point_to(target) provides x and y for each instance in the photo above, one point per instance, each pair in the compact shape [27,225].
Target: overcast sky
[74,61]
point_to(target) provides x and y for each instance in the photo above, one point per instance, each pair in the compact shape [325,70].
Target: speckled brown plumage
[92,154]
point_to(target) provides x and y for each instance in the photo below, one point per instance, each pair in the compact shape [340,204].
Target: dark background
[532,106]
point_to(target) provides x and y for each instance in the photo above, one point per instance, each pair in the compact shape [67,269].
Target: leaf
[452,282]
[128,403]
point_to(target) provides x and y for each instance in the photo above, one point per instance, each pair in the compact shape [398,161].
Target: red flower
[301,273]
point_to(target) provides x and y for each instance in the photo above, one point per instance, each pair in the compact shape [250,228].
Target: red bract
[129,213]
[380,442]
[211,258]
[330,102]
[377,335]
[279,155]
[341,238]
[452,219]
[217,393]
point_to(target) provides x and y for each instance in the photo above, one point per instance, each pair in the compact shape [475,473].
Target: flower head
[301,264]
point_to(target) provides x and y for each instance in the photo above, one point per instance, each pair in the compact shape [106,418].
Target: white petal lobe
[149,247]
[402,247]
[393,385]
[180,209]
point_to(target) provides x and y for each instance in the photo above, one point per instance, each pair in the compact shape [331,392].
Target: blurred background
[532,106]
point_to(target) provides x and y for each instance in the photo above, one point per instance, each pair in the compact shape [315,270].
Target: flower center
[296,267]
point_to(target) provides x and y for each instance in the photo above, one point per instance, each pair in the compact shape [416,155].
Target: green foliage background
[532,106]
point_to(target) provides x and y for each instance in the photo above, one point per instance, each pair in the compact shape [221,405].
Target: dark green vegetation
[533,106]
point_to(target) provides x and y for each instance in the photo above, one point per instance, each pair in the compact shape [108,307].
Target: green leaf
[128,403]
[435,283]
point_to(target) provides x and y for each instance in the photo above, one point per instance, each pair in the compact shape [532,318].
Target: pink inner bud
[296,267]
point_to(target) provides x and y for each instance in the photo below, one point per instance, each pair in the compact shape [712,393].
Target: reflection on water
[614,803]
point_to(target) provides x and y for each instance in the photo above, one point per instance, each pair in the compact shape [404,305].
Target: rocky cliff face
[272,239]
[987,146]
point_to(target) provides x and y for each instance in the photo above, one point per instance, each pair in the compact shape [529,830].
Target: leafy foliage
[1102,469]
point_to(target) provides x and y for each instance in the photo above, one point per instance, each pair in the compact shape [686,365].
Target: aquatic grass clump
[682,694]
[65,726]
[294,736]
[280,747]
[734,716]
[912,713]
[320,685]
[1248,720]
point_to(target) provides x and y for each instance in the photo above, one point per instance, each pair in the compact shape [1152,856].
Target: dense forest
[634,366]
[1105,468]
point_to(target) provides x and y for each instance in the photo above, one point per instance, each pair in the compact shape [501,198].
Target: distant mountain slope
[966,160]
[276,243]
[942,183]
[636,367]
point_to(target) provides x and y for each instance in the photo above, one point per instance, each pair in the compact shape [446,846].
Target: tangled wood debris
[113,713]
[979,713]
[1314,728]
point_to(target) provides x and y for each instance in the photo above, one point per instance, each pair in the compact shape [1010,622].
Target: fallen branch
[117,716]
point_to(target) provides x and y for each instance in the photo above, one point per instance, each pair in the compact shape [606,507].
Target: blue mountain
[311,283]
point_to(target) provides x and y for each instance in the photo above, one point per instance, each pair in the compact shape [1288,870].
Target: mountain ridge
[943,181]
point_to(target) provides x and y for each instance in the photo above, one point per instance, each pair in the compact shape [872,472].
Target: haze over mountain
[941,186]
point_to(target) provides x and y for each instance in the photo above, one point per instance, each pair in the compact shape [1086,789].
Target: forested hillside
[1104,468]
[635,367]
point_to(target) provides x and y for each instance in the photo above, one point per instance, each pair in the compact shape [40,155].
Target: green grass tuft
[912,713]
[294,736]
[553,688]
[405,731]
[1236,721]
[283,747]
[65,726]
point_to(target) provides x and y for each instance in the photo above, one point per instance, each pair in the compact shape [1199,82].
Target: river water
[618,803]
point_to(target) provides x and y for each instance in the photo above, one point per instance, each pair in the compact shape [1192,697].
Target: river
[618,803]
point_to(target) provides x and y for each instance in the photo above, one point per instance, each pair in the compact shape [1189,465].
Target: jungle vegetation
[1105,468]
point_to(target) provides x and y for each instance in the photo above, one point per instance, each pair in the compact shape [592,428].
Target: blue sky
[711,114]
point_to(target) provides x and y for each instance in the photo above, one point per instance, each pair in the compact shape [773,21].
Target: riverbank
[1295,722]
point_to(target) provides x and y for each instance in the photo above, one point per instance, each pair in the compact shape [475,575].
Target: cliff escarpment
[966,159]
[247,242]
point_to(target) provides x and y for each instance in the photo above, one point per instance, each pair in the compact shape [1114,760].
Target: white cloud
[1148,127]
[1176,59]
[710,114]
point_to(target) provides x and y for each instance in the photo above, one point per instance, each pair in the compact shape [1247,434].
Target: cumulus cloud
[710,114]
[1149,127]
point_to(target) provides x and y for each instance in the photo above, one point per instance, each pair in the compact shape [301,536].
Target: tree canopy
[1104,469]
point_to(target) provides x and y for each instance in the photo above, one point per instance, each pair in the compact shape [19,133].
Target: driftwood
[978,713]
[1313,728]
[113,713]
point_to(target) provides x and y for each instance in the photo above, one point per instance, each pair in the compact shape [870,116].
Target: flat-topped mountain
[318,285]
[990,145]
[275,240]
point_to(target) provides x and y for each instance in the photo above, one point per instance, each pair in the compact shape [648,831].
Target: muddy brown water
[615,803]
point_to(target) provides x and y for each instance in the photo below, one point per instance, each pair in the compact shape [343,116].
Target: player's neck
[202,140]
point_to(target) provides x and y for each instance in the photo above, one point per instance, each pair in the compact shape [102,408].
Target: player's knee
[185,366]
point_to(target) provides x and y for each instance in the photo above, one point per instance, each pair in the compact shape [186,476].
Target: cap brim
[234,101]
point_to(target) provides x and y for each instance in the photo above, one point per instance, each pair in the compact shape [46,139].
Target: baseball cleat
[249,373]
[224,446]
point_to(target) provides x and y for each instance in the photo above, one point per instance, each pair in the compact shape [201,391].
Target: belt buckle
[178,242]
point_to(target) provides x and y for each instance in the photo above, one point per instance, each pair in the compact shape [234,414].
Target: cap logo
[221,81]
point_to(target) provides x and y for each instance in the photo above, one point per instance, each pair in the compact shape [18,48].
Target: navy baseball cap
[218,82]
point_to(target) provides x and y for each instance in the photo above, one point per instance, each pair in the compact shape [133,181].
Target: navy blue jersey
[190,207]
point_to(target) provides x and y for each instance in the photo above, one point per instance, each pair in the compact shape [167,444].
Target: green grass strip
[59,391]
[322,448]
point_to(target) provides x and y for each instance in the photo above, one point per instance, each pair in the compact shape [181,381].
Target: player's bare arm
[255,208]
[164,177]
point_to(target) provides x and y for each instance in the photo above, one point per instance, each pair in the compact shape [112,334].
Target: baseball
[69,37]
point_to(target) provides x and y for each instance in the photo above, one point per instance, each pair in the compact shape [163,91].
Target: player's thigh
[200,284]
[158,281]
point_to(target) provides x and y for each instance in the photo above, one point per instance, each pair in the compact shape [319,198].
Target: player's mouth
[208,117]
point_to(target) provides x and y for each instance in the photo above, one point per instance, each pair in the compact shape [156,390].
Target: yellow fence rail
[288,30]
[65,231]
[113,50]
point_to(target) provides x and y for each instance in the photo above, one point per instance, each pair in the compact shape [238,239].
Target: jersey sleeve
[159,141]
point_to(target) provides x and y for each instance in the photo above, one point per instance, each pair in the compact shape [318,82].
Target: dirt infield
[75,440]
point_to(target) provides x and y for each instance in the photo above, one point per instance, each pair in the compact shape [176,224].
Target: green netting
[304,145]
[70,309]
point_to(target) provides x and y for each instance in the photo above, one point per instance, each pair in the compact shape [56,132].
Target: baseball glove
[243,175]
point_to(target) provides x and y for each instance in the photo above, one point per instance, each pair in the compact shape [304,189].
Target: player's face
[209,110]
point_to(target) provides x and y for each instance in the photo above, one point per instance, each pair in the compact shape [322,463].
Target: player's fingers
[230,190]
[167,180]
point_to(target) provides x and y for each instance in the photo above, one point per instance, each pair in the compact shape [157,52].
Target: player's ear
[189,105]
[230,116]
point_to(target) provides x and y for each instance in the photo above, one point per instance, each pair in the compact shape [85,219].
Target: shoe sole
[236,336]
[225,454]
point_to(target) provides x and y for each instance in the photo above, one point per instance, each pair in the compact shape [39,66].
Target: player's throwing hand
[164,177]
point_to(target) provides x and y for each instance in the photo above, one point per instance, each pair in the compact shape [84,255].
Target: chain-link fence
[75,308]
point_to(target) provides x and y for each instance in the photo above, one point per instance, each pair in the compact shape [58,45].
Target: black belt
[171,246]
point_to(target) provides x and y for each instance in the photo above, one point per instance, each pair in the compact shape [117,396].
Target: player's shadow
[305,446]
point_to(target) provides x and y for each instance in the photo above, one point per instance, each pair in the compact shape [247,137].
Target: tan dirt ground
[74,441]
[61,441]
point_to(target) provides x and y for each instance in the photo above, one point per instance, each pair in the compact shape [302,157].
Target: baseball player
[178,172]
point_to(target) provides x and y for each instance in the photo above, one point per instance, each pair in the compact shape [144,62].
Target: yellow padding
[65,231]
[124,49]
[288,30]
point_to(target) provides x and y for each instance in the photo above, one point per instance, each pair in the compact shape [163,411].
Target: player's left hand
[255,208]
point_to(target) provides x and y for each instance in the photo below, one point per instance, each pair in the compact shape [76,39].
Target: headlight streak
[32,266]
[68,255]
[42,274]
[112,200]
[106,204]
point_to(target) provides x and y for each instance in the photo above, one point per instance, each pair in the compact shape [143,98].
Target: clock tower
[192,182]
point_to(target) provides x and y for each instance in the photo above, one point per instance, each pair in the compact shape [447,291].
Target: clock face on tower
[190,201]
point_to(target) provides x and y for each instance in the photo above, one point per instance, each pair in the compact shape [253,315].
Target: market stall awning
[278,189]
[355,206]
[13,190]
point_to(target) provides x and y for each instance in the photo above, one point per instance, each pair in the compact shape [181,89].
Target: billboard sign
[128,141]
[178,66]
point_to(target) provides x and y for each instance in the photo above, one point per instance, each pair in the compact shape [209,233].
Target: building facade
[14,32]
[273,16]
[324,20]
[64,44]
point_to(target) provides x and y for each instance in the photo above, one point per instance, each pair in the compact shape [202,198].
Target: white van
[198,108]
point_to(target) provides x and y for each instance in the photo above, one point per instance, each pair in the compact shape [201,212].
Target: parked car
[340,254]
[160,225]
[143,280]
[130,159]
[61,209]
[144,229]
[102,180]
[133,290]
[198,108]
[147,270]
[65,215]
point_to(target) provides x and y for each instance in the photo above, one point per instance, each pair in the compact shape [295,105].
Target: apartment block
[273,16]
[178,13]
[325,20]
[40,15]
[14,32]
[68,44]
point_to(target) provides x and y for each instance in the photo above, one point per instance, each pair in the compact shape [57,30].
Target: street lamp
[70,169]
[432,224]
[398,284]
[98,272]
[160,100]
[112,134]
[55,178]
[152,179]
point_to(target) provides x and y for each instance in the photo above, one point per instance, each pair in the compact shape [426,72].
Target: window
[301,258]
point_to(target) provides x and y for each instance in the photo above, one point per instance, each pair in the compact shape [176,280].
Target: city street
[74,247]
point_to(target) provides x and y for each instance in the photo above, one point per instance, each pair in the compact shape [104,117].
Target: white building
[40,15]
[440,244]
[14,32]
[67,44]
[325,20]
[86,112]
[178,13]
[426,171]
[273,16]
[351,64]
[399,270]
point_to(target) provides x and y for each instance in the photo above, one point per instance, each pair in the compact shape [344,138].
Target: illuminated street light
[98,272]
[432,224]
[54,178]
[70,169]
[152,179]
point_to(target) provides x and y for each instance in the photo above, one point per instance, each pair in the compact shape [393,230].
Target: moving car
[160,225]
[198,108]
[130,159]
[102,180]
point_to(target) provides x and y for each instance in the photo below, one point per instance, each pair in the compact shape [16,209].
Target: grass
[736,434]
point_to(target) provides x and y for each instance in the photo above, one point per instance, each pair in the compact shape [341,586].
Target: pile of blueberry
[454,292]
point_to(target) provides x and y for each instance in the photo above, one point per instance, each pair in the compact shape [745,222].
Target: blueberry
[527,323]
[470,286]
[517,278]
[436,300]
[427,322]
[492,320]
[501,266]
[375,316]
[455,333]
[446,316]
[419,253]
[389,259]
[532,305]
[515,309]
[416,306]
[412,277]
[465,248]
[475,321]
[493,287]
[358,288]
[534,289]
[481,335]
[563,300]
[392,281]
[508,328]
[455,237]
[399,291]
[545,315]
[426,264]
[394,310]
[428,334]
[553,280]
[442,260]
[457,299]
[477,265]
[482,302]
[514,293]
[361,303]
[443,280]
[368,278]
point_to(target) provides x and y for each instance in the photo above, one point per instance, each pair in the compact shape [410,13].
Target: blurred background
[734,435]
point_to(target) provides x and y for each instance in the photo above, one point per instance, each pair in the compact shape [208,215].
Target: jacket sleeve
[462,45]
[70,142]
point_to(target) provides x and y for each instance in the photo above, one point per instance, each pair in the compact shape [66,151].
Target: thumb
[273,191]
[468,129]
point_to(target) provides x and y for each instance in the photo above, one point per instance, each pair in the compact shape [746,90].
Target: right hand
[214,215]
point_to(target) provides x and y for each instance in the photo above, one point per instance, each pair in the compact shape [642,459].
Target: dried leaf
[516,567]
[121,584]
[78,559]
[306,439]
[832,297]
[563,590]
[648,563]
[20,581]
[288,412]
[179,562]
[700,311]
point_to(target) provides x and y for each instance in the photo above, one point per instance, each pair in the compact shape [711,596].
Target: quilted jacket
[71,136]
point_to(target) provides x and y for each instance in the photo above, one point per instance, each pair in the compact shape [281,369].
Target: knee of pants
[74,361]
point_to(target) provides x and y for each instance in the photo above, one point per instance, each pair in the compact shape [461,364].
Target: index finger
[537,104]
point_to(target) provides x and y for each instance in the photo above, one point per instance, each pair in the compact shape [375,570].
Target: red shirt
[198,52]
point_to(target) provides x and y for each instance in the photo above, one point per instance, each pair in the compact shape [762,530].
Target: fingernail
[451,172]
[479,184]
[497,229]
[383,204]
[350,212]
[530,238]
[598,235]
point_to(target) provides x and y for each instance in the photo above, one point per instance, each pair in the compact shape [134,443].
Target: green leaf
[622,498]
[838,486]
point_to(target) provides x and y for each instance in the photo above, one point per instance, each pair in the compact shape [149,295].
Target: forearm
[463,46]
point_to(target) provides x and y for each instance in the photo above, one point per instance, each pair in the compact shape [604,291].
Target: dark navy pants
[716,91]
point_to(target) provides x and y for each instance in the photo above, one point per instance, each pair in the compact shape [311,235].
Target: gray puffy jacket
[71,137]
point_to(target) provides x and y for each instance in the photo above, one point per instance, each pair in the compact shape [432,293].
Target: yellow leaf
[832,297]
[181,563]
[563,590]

◇ ◇ ◇

▸ TASK DIRECTIONS: Everything from the line with "compact shape [134,443]." to the end of the listing above needs to be duplicated exactly, both end lines included, with nothing more.

▸ EXPECTED ANSWER:
point_to(target) provides x and y for each instance in the photo above, one point per instance, each pair in the compact shape [134,443].
Target: green leaf
[622,498]
[838,486]
point_to(target) provides x and y for each instance in the photo above, one point per instance, each pair in the compact shape [149,295].
Target: forearm
[463,46]
point_to(target) provides x and y for each instance in the photo above, one point per instance, each pair in the compact shape [604,291].
Target: dark navy pants
[716,91]
point_to(target) provides x and y for each instance in the photo above, one point per instance, each pair in the compact shape [311,235].
Target: gray puffy jacket
[71,137]
point_to(target) provides x and y for each instance in the photo above, one point per instance, each pair in the compact shape [432,293].
Target: yellow leaf
[832,297]
[181,563]
[563,590]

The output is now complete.